• What is expected
Repeat the records below verbatim.

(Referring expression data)
########################################

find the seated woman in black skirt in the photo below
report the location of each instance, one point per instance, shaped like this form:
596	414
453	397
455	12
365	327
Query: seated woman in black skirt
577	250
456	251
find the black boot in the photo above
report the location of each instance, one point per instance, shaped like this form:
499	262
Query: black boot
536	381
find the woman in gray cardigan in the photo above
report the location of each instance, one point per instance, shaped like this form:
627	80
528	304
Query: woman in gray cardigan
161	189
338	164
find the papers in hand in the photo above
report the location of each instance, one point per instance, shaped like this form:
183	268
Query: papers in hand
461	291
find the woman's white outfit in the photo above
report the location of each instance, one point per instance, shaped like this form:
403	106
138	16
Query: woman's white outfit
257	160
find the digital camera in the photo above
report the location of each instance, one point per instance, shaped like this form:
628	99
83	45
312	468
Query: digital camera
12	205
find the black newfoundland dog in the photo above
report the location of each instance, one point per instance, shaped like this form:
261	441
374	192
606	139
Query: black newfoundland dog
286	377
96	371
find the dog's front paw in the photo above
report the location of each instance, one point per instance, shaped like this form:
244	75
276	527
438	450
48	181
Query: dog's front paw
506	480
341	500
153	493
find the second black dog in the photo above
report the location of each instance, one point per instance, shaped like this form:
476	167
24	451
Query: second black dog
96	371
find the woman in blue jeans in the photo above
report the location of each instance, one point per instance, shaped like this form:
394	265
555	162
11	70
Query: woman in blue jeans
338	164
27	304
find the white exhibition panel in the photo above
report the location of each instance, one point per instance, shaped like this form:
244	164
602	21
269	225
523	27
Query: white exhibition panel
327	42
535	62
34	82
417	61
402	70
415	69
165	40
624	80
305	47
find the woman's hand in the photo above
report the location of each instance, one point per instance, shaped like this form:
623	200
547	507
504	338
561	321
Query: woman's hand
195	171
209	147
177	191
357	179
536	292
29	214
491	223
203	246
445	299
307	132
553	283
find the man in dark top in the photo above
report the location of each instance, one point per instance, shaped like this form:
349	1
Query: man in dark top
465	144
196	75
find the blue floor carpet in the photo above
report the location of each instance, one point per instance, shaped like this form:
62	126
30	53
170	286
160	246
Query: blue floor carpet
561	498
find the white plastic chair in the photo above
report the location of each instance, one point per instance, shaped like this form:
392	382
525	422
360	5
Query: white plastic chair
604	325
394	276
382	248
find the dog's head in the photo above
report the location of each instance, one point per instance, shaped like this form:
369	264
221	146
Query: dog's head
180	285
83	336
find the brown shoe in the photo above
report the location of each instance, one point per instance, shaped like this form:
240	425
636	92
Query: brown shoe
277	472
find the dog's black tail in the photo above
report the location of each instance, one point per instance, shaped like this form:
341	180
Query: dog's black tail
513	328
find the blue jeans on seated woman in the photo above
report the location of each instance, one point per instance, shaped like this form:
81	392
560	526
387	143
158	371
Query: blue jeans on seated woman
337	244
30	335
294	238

########################################

• Solved exercise
find the seated woman in black skirt in the photo below
report the location of each instance, one point per instance, shaped like this form:
596	414
453	397
455	12
365	327
Query: seated woman in black skirt
577	250
456	251
find the black boot in the photo above
report the location of each instance, one point per instance, shaped like this form:
499	262
Query: black boot
536	381
find the woman in gray cardigan in the photo above
report the location of each instance, one point per instance, shaped like this form:
627	80
528	304
Query: woman in gray cardigan
161	189
338	164
find the papers in hand in the photo above
report the location of each instance, one point per instance, shaped like this form:
183	268
Query: papers in hand
461	291
find the woman's white outfit in the photo above
report the location of each instance, one point per instance, shaped like this form:
403	106
138	16
Query: woman's white outfit
257	160
find the digital camera in the photo above
report the location of each instance, one point per instance, shaped like this form:
628	99
83	45
312	468
Query: digital camera
12	205
find the black newfoundland dog in the photo above
report the location of each instance, one point per instance, shaped like this form:
261	441
374	192
606	139
Query: black newfoundland dog
286	377
96	371
find the dog's front paw in the photo above
report the location of each instance, one point per instance, shaped like this form:
244	75
276	527
438	450
48	181
Query: dog's front paw
506	480
341	500
153	493
find the second black dog in the photo above
report the location of each instance, one point per instance, shaped like this form:
476	167
24	451
Query: second black dog
96	371
find the woman in blue jeans in the photo above
report the location of each instance, one point per instance, shaped like this form:
394	265
555	162
11	70
Query: woman in blue jeans
338	164
27	304
find the white exhibition panel in the photo above
report the location of each instance, one point per instance, shaped like this form:
244	164
602	21
269	225
523	27
Query: white exhibition panel
327	42
535	62
34	82
417	61
402	70
415	69
165	40
624	80
305	47
find the woman's hand in the photo above
report the location of each instance, one point per instance, shaped like this form:
623	200
547	507
504	338
561	321
Query: woman's hand
195	171
209	147
177	191
357	179
536	292
29	214
491	223
203	246
445	299
307	132
553	283
find the man in dark top in the photo above
report the location of each instance, one point per instance, shaped like this form:
349	1
Query: man in dark top
465	144
196	75
find the blue floor carpet in the photo above
report the location of each instance, one point per instance, shaped like this form:
62	126
30	53
170	286
160	246
Query: blue floor carpet
561	498
find the white plastic chair in the photo above
report the location of each instance, one point per instance, shaped like this form:
392	382
525	422
360	5
Query: white plastic chair
604	325
394	276
382	248
find the dog's head in the photo above
report the location of each instance, one point per instance, shaped like this form:
369	264
221	146
Query: dog's head
180	285
83	336
find the brown shoe in the photo above
report the location of each instance, one point per instance, shaped like this form:
240	425
636	92
Query: brown shoe
277	472
find the dog's black tail in the photo above
report the location of each instance, one point per instance, shaped like this form:
341	180
Query: dog's black tail
513	328
find the blue jeans on seated woman in the photo above
report the location of each instance, one point per instance, shaped like this form:
81	392
560	526
387	143
158	371
Query: blue jeans on seated woman
337	244
30	335
294	238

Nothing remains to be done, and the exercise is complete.